Request — Can you reproduce, character for character, the stretch of records from the line containing "query: fountain" through the line containing "[0,92,106,232]"?

Recorded data —
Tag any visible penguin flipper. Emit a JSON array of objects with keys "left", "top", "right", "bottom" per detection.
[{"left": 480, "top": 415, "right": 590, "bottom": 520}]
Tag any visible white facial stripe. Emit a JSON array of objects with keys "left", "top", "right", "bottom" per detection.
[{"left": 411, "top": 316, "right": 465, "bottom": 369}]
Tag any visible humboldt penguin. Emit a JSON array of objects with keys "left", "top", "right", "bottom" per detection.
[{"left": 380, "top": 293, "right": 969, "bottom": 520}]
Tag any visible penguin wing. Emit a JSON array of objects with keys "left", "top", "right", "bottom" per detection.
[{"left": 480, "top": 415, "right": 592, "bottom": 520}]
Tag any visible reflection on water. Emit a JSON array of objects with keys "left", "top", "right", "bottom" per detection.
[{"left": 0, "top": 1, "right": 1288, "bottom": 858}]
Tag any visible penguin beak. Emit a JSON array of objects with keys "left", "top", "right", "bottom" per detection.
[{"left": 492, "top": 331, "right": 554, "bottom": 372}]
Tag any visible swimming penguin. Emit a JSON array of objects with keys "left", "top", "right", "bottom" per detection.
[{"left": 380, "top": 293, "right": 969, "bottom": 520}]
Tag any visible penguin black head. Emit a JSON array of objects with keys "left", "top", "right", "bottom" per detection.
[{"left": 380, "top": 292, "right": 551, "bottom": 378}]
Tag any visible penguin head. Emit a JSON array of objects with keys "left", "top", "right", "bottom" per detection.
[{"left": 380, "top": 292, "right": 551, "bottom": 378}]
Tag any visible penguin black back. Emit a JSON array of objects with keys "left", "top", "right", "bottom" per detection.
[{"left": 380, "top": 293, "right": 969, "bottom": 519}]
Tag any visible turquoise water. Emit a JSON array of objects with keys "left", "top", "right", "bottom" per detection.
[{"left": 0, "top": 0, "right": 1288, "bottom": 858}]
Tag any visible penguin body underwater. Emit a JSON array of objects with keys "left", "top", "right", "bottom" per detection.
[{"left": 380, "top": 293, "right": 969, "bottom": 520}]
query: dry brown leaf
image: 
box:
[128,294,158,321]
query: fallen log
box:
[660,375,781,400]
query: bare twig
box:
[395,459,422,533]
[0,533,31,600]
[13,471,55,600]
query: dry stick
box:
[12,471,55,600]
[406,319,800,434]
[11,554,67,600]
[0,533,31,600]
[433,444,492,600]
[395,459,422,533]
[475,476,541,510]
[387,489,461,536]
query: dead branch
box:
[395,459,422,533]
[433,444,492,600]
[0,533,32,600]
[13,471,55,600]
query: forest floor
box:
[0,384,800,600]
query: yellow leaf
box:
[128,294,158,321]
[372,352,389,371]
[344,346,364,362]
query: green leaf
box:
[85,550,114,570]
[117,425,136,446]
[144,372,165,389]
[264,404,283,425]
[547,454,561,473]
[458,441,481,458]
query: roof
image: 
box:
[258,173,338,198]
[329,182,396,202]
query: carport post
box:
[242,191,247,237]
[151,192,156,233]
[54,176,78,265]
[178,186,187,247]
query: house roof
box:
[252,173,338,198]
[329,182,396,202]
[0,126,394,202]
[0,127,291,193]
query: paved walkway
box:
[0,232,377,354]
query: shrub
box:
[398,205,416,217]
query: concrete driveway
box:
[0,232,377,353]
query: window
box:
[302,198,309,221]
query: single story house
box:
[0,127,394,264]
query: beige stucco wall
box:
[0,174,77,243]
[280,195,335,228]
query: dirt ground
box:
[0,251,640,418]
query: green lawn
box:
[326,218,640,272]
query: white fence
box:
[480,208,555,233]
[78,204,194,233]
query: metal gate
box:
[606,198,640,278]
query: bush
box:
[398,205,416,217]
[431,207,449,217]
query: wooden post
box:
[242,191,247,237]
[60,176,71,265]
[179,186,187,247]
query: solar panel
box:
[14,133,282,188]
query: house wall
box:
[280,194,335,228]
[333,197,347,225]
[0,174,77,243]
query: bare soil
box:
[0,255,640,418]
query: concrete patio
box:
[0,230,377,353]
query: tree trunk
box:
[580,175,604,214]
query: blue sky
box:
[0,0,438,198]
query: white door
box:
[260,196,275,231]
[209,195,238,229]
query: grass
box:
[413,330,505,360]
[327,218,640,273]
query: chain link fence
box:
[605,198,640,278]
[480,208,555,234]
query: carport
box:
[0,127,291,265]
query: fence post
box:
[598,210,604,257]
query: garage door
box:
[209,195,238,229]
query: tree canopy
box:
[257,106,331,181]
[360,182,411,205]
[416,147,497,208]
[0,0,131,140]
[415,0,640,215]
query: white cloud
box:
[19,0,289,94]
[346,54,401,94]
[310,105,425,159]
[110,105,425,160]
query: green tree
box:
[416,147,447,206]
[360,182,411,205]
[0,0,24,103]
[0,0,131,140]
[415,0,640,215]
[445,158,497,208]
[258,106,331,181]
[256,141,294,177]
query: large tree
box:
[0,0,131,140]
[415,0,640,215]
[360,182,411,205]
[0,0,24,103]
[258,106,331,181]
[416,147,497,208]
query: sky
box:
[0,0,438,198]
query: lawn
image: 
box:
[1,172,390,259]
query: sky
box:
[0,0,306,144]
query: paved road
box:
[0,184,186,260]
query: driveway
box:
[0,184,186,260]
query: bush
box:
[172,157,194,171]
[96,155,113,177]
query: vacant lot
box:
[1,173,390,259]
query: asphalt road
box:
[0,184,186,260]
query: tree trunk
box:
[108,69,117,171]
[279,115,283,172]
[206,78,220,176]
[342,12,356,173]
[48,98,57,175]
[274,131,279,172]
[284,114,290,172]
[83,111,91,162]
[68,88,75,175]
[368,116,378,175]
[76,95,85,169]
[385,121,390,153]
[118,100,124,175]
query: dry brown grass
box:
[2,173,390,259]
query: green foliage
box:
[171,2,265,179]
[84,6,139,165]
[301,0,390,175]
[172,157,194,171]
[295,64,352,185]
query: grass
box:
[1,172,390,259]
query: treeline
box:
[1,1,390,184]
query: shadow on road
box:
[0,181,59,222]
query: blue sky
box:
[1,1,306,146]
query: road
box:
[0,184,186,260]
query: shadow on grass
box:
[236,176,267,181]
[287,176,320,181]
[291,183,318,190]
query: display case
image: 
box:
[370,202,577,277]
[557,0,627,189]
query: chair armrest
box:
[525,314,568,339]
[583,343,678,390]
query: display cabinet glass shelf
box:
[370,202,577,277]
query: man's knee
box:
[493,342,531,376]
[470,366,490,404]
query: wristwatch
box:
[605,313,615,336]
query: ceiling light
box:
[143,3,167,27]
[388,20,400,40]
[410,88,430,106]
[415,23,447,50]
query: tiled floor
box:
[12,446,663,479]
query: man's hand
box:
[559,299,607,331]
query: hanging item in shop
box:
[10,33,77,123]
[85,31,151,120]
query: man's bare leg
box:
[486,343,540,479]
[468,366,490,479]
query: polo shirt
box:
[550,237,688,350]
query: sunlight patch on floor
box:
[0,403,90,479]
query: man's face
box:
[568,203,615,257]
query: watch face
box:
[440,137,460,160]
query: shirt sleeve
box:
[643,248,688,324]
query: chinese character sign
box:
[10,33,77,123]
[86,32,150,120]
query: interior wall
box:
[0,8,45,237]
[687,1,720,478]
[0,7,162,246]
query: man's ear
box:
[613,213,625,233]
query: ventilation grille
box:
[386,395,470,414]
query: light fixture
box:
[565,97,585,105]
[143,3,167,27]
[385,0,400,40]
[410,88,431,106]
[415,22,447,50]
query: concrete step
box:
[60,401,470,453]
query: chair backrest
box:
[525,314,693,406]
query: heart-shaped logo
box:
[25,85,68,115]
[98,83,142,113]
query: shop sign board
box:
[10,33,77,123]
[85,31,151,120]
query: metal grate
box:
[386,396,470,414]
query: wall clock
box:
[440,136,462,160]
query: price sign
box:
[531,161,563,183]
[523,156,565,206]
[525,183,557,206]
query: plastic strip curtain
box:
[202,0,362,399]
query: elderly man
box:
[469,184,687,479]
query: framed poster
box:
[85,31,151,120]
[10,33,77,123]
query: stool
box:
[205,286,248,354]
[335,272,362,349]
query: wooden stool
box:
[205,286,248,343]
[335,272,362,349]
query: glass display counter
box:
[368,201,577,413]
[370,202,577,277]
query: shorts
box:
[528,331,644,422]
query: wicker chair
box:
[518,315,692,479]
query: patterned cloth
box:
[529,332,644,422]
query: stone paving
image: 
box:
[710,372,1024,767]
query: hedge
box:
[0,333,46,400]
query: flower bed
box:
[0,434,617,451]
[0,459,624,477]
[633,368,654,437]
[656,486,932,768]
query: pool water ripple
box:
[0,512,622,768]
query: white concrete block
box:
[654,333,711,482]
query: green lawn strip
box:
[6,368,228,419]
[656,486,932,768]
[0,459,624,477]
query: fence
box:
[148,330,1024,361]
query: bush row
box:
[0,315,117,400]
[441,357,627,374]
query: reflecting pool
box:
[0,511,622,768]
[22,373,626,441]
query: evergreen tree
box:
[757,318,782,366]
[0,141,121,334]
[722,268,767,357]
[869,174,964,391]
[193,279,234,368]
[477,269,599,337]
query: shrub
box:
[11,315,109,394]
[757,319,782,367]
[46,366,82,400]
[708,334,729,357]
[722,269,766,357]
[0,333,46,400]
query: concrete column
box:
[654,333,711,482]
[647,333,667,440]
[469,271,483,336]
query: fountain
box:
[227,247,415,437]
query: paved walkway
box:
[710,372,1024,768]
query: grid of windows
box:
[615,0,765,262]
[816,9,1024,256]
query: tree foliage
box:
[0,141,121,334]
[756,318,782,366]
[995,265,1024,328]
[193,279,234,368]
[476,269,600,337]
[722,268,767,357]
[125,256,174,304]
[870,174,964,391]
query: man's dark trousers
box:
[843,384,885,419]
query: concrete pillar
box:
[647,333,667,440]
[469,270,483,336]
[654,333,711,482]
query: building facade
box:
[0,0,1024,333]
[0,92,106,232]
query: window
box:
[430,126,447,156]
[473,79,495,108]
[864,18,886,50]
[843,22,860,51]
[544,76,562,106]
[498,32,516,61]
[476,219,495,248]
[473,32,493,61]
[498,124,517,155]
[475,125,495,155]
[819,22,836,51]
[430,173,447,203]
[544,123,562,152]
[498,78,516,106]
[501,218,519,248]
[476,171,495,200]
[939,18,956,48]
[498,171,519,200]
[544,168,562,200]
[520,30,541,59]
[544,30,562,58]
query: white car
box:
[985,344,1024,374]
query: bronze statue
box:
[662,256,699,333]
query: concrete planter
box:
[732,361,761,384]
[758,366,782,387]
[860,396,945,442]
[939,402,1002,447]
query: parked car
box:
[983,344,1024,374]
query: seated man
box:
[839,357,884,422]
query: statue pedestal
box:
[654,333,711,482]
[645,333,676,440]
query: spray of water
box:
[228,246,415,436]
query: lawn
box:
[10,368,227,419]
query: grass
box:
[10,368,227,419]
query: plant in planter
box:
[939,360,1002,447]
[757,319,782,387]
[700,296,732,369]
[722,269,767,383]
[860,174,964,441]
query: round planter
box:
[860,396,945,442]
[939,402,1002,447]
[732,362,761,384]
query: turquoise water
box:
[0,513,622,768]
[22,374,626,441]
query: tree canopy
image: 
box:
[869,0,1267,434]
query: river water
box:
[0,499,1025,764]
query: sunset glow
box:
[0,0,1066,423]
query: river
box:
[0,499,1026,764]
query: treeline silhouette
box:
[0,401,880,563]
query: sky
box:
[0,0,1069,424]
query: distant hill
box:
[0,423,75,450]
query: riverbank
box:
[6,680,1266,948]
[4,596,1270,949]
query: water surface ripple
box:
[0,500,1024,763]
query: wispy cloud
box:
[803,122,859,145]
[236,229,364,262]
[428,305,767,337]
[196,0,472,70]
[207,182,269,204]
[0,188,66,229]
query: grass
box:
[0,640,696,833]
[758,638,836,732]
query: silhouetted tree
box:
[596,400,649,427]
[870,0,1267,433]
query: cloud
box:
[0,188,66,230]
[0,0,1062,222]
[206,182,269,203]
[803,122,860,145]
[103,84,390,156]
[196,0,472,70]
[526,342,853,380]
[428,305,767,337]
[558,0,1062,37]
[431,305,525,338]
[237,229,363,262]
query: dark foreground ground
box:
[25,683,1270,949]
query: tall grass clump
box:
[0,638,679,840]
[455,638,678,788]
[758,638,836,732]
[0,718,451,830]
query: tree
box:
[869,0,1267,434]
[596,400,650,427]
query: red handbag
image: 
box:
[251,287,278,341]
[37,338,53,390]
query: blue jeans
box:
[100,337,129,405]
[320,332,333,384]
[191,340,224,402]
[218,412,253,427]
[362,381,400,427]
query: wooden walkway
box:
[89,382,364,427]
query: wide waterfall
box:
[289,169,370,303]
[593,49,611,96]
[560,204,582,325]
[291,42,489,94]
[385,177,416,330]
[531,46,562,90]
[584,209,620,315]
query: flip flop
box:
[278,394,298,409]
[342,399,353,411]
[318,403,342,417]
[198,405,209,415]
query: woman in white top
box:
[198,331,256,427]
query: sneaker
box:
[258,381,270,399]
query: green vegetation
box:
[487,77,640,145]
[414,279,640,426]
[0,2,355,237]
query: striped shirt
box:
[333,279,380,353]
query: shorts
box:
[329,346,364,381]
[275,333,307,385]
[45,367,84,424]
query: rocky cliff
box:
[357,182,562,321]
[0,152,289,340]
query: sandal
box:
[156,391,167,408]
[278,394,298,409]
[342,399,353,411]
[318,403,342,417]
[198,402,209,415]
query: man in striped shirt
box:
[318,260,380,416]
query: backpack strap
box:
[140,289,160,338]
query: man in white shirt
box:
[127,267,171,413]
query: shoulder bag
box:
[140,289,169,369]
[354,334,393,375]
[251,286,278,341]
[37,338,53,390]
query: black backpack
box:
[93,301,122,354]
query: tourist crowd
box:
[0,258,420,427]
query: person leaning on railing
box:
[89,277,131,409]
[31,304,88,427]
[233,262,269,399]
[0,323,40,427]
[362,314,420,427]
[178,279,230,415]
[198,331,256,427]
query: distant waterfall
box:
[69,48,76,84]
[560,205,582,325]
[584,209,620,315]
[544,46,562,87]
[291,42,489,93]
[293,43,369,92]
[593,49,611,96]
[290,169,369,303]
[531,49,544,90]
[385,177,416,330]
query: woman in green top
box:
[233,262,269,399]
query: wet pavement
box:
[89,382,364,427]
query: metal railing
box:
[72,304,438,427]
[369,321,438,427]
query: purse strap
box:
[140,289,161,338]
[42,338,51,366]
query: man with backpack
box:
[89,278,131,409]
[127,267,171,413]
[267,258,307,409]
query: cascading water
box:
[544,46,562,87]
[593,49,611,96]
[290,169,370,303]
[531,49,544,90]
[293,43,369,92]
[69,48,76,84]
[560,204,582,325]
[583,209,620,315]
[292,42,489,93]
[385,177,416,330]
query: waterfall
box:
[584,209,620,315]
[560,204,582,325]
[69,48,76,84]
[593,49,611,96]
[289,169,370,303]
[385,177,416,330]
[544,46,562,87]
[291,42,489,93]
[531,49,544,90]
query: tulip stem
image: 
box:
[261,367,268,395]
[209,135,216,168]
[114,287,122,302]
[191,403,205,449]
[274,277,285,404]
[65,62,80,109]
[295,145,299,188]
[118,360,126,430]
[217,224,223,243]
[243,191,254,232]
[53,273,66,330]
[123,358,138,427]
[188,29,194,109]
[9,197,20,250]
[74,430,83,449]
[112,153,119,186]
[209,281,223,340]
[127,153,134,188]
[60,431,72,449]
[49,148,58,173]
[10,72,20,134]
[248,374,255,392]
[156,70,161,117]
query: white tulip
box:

Reply —
query: fountain
box:
[227,247,415,437]
query: paved walkway
box:
[710,372,1024,768]
query: grid of windows
box:
[615,0,765,262]
[816,9,1024,256]
query: tree foliage
box:
[0,141,121,334]
[756,318,782,366]
[995,265,1024,328]
[193,279,234,368]
[476,269,600,337]
[722,268,767,357]
[125,256,174,304]
[870,174,964,391]
query: man's dark trousers
box:
[843,384,885,419]
query: concrete pillar
box:
[647,333,667,440]
[469,270,483,336]
[654,333,711,482]
query: building facade
box:
[0,0,1024,333]
[0,92,106,232]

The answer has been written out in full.